* Given request: Print out each record below, unaltered and complete, without its images.

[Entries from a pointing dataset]
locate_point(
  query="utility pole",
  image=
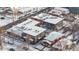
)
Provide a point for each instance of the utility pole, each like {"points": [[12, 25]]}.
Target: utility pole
{"points": [[2, 34]]}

* Answer in full:
locate_point(
  query="utility pole",
  image=
)
Provide a point for each instance of the utility pole, each like {"points": [[12, 25]]}.
Target: utility pole
{"points": [[2, 34]]}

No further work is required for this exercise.